### Obiettivo dichiarato 1
Calcoli quante righe dei record contengono la stringa "wall", tenendo conto della distinzione tra maiuscole e minuscole. Riporti soltanto il numero.

### Brano estratto
Partiamo dalle notizie date dai vari mass media, dai rappresentanti istituzionali presenti a Roma. Quando il decreto Ilva-Taranto sarà convertito in legge, entro il 5 marzo, l’Ilva dovrebbe essere in grado, per i soldi che dovrebbero arrivare nelle sue casse, di pagare i fornitori. Le aziende dell’indotto, quindi, dovrebbero pazientare fino ad allora e sperare che gli emendamenti al decreto passino. Questi saranno completati e presentati martedì e giovedì il Senato voterà la conversione in legge del decreto che poi passerà alla Camera.

### Record grezzi
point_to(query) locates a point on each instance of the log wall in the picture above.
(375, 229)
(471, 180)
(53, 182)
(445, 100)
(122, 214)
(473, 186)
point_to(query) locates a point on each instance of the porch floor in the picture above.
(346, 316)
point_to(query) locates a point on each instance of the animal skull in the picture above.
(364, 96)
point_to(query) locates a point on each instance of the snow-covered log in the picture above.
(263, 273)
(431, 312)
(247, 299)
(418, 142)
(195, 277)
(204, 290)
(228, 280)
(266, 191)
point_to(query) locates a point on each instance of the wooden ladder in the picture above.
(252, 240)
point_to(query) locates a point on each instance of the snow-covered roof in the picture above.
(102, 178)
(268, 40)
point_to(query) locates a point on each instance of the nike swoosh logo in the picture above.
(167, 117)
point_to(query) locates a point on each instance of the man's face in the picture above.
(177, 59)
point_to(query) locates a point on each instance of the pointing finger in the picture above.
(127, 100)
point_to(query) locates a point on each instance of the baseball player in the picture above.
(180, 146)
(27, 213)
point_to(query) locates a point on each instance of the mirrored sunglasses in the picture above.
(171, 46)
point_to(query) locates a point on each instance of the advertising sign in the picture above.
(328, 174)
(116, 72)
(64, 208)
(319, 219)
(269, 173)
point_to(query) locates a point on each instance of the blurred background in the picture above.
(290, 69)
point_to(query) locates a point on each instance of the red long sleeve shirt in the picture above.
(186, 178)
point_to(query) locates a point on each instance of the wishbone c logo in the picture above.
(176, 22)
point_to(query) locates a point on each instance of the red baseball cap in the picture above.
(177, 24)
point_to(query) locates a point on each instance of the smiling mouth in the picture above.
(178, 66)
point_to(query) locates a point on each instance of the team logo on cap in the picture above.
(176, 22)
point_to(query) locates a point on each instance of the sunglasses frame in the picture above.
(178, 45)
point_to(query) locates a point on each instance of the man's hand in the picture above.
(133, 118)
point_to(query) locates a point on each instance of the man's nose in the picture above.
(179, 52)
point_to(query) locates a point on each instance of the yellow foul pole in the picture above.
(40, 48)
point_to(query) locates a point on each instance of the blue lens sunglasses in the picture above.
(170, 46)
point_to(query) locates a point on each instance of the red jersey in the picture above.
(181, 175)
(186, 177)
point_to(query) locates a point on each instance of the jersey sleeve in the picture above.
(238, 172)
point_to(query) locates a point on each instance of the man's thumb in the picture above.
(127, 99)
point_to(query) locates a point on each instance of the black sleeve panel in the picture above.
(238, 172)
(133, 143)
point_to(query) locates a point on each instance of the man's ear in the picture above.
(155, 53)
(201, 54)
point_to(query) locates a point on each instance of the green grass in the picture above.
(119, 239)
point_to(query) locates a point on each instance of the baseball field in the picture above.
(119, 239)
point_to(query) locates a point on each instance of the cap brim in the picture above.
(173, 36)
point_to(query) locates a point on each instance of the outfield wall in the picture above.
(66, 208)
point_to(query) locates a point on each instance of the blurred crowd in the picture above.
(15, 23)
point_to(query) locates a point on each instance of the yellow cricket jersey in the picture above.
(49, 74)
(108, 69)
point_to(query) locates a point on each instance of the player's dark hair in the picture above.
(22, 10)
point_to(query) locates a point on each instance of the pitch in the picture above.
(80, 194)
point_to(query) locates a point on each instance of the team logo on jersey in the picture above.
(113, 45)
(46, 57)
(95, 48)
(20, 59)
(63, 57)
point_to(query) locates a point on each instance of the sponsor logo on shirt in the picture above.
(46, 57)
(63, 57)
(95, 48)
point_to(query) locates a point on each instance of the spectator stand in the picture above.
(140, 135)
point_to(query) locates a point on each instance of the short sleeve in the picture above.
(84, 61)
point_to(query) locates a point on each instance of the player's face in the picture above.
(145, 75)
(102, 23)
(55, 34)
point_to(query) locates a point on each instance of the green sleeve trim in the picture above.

### Obiettivo dichiarato 2
Riscriva in forma più concisa il paragrafo del brano sul decreto Ilva-Taranto che inizia con «Partiamo dalle notizie», mantenendone i fatti principali.

### Risposta completa 1
2

### Risposta completa 2
Secondo i mass media e i rappresentanti istituzionali presenti a Roma, con la conversione in legge del decreto Ilva-Taranto, prevista entro il 5 marzo, l'Ilva dovrebbe ricevere fondi sufficienti a pagare i fornitori. Fino ad allora le aziende dell'indotto dovrebbero pazientare, sperando nell'approvazione degli emendamenti. Questi saranno completati e presentati martedì. Giovedì il Senato voterà la conversione, dopodiché il decreto passerà alla Camera.